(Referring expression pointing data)

• • •

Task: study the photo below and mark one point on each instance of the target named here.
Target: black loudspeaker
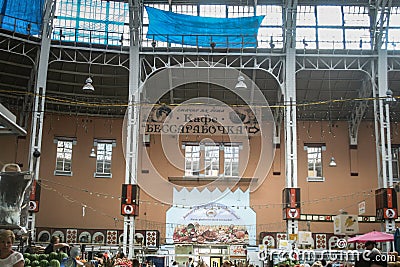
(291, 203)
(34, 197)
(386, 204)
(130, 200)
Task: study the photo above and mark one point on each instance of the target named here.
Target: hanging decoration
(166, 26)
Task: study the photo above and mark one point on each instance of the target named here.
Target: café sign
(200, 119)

• • •

### How to complete this task
Each line above must be repeated exactly in the answer, with pictures omitted.

### Written solution
Task: study the photo below and mark one point on each instance of the target named here.
Target: black loudspeaker
(291, 203)
(34, 197)
(386, 204)
(130, 200)
Task: study the photo above and mark one point on each instance of the target named here.
Target: hanging decoration
(166, 26)
Task: study the photo above and mark one point on each instance of the target named here.
Target: café sign
(200, 119)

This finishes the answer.